• **What to work on**
Continue the article on the underdeveloped sexual wellness shelf from where it stops.

Let’s Get It On… The Shelf

Nov 28, 2023

Sexual wellness is essential, so why is the sexual wellness shelf so underdeveloped?

by Crystal Bennett

Birds do it. Bees do it. Humans have been doing it since the beginning of time. And according to Maslow, along with food and breathing, it’s considered a fundamental need.

Why then, does sexual wellness remain one of the more immature CPG categories out there? And for those products that successfully make it to an underwhelming shelf, the restrictions on how to market them are outdated and confusing.

Before we dive into specifics, let’s level set on this topic: nutrition, exercise, sleep, and mindfulness are widely accepted as vital contributors to wellness. And while we all know that relationships are a vital factor in our overall health, the pandemic shined a spotlight on the importance of human contact, intimacy, and yes, even sex. Consumers view sexual pleasure as a means of wellness.

The good news is that conversations surrounding self-care are rising, accompanied by an abundance of new products available across mass, drug, specialty, and even department store channels. Products for nutrition, fitness, sleep and relaxation aids, essential oils are now readily accessible. 

The not so good news is that while more retailers are stocking sexual health products, or even better, carving out sexual wellness sections at shelf, it’s 2023 and it still feels like a category that hasn’t advanced to the second date. For the sake of this discussion, I am characterizing the category as condoms, lubricants, sex toys, supplements, enhancers, and related personal care/beauty for sexual health.

Here is my quickie list of what I see happening (and not happening) in sexual health product marketing and how we can continue to nudge the aisle forward.

  • Different Strokes for Different Folks. While nobody questions the array of skincare and haircare brands available in store, there should also be plentiful product choice within the sexual health category. DEI is finally getting the airtime it deserves, and if we can acknowledge that humans also possess a wide spectrum of sexual tastes and desires, it’s time to reflect that at shelf. Hats off to online retailers like walmart.com, target.com, and cvs.com who already offer a reasonable selection, however purchasing online has its own set of challenges: it’s inconvenient for a last-minute need or often too conspicuous to be shipped home depending on one’s living circumstances. Time for brick-and-mortar counterparts to rise to the occasion and carry more than male condoms and a few dusty lubricants on store shelves.
  • Female Domination. Sex-related products have historically been developed by, controlled by and targeted to men. Thankfully there is an increase in women-owned brands in the space and, even better, the stigma around sexual wellness products for women is breaking down. It is becoming a booming business with a variety of goodies available that us ladies didn’t even know we needed. Products for sexual health and pleasure, including female arousal serum when double pleasure is desired, beauty sheet masks for the vulva (because, why not?) and orgasm balm for heightened sensitivity. More of all this, please.

• **Information supplied**
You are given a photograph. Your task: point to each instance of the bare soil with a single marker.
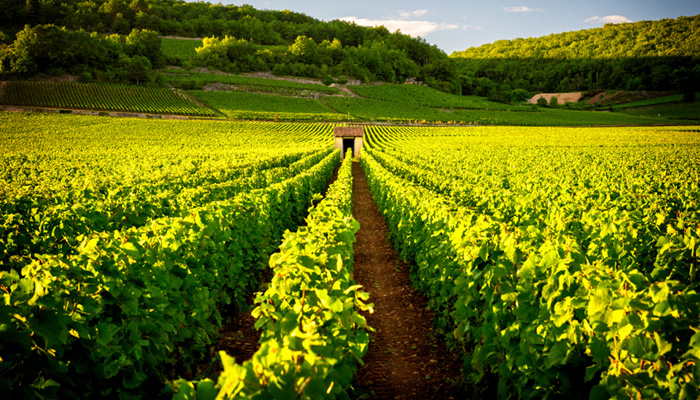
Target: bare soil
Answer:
(405, 359)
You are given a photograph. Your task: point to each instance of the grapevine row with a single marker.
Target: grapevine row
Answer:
(313, 335)
(585, 293)
(101, 97)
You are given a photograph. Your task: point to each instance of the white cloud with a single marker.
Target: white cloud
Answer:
(520, 9)
(413, 28)
(410, 14)
(609, 19)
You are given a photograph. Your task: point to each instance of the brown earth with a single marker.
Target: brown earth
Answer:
(405, 359)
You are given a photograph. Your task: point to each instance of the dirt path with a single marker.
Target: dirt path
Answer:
(404, 360)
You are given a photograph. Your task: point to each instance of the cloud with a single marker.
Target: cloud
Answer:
(413, 28)
(410, 14)
(520, 9)
(609, 19)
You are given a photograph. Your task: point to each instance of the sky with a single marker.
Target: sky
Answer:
(457, 25)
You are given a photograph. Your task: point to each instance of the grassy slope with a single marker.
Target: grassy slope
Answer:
(425, 96)
(180, 48)
(665, 112)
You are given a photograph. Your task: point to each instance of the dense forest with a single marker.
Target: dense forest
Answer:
(242, 39)
(119, 41)
(648, 55)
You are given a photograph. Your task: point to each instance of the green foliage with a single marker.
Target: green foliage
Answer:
(669, 111)
(549, 265)
(286, 42)
(179, 49)
(197, 80)
(109, 313)
(243, 105)
(101, 97)
(425, 96)
(519, 96)
(56, 50)
(313, 334)
(677, 37)
(646, 55)
(228, 54)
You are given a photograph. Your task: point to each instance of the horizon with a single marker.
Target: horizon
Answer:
(455, 26)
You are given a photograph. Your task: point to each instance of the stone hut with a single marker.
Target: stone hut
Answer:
(348, 138)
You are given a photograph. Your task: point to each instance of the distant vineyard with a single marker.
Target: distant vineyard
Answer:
(100, 97)
(560, 262)
(122, 241)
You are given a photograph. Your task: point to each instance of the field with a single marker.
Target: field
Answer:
(197, 80)
(402, 110)
(561, 262)
(101, 97)
(244, 105)
(180, 48)
(677, 111)
(124, 240)
(557, 261)
(425, 96)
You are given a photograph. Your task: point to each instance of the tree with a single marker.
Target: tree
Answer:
(305, 49)
(519, 96)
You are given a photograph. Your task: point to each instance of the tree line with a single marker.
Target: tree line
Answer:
(239, 39)
(648, 55)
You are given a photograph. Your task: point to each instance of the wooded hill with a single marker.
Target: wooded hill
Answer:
(646, 55)
(258, 40)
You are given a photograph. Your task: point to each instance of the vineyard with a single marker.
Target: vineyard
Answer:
(558, 262)
(100, 97)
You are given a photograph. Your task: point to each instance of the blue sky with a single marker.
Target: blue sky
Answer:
(457, 25)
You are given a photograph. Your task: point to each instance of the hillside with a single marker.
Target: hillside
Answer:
(237, 39)
(648, 55)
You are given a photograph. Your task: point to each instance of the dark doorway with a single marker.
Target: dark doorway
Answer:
(348, 145)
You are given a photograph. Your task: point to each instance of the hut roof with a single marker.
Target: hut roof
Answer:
(348, 131)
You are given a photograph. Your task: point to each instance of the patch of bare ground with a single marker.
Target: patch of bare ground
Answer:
(405, 359)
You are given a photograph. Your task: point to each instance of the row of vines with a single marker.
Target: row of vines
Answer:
(100, 97)
(123, 243)
(560, 262)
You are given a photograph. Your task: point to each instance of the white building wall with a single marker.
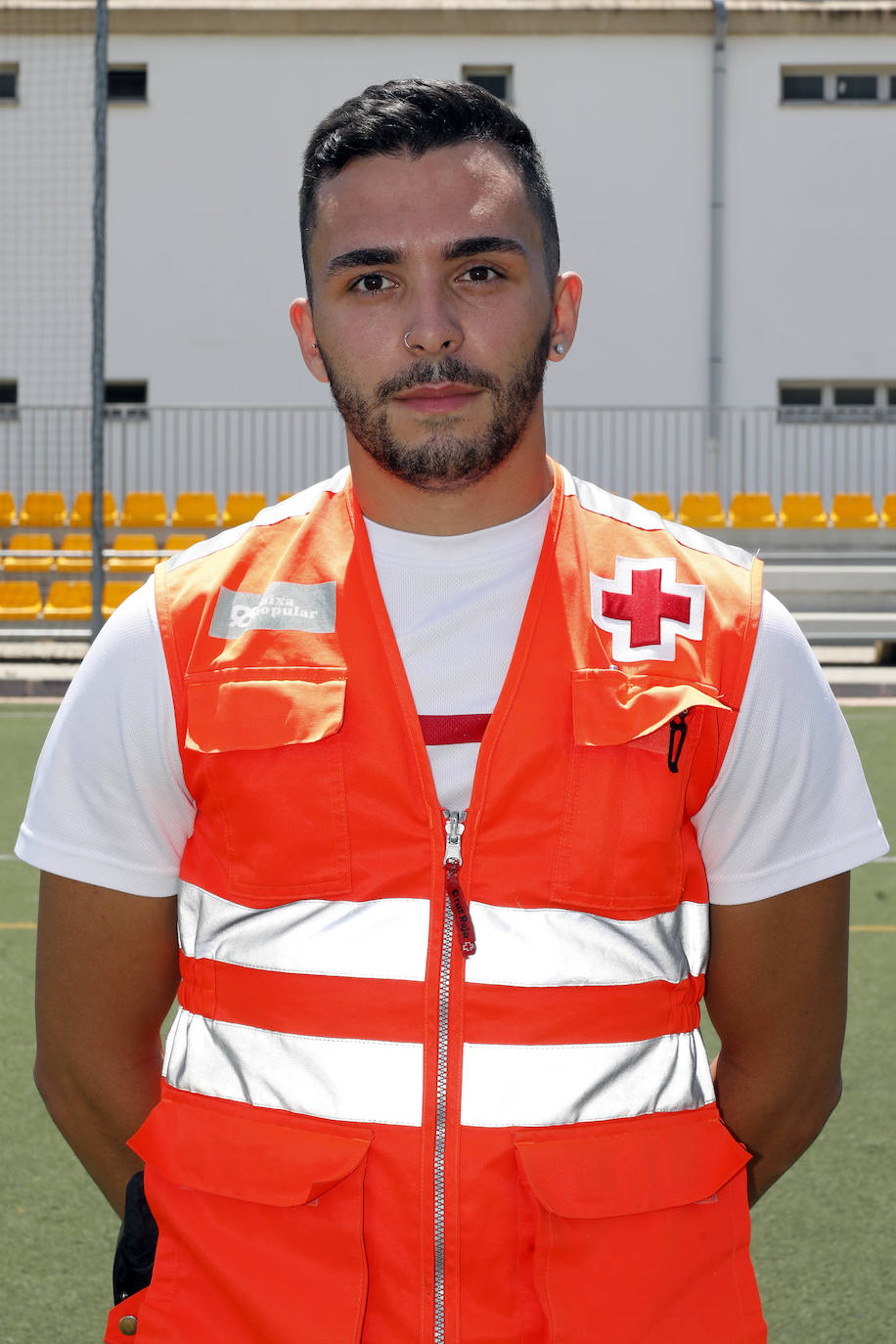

• **Response below**
  • Classy Not Trashy. Many sexual wellness products once could only be purchased at erotic stores or on adult websites, leaving the quality and design with much to be desired. It’s satisfying to see the category not only becoming accessible, but evolving to a more tasteful place, with better product and package design and improved function/form/feel. (Can I get a hallelujah?) Importantly, more products are being produced with better-for-you, clean materials and ingredients for those sensitive bits. Just like other CPG categories, consumers are paying attention to and seeking attributes like non-toxic (duh), plant-based, easy-to-clean and store, and produced by trustworthy sources. We can all agree bad design and unsafe chemicals are far from sexy.
  • Desperately Seeking Guidance. When our agency worked on the rejuvenation of a prominent feminine-hygiene brand a decade ago, we were stunned to learn that the anatomically correct word “vagina” could not be used in advertising. Baffling, given the plethora of ads for erectile dysfunction openly discussing penis performance at that same time. Sure, marketing restrictions have relaxed somewhat, but it is still the wild west when it comes to marketing sexual health products. For one, the manufacturing and labeling of sex toys are barely regulated, and many times are categorized as “novelty items,” thus exempt from safety and testing requirements. On the flip side, reproductive and sexual health items are still fighting daily censorship in a very gray digital space, so creative experimentation is often the only way to determine what is or is not allowed, with disappointing results. These inconsistencies make it hard to promote a healthy sex life, which as determined earlier, is essential to overall well being. And so the struggle continues.

To wrap up (or tie up, if that’s your thing), the sexual health landscape has improved dramatically over the past decade, so let’s celebrate every bit of progress. But… shocker… sexual activity shows no signs of slowing down, and same goes with consumer demand for related products. Now is our opportunity to enhance sexual wellness into a mass retail destination that is accessible, expansive, inclusive, better-for-you, tasteful, and openly discussed. C’mon marketers, brands, and retailers – time to get busy.